Please pull out each line of the entries below that contains the string "seagull" and copy those lines whole. Matching is case-sensitive.

__________________________________________________

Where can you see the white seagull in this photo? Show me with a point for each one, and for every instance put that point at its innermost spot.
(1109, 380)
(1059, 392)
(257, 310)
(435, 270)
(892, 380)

__________________________________________________

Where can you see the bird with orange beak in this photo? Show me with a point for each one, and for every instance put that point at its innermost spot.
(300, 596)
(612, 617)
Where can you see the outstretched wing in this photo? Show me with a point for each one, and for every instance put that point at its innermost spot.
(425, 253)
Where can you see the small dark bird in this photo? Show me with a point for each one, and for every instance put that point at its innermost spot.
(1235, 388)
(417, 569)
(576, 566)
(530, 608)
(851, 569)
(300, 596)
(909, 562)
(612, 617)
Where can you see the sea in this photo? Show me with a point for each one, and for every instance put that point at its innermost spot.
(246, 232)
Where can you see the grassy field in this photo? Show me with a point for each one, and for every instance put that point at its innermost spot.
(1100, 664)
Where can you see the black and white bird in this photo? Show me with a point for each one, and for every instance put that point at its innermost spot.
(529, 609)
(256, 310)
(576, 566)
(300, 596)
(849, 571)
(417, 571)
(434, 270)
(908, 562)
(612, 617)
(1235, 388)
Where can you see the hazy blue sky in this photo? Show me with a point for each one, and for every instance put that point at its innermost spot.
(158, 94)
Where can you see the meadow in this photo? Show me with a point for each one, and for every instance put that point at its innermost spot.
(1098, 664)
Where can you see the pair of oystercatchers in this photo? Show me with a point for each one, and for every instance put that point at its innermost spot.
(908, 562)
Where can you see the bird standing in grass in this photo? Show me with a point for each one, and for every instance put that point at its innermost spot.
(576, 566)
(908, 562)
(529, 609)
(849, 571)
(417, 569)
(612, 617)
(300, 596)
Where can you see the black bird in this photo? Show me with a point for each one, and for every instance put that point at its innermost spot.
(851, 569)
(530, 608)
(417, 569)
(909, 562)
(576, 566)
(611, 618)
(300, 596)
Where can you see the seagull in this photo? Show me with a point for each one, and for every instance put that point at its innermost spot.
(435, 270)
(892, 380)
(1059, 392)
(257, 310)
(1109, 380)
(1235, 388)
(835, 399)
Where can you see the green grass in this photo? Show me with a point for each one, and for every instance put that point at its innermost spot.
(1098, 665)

__________________________________________________

→ **Written reply**
Where can you see the white seagull in this photo? Show me with a point for each one, and for every instance put that point at its innermost spot.
Where can you see the seagull in this photo? Show me with a point for each one, and for every instance put that point at its innermost spot.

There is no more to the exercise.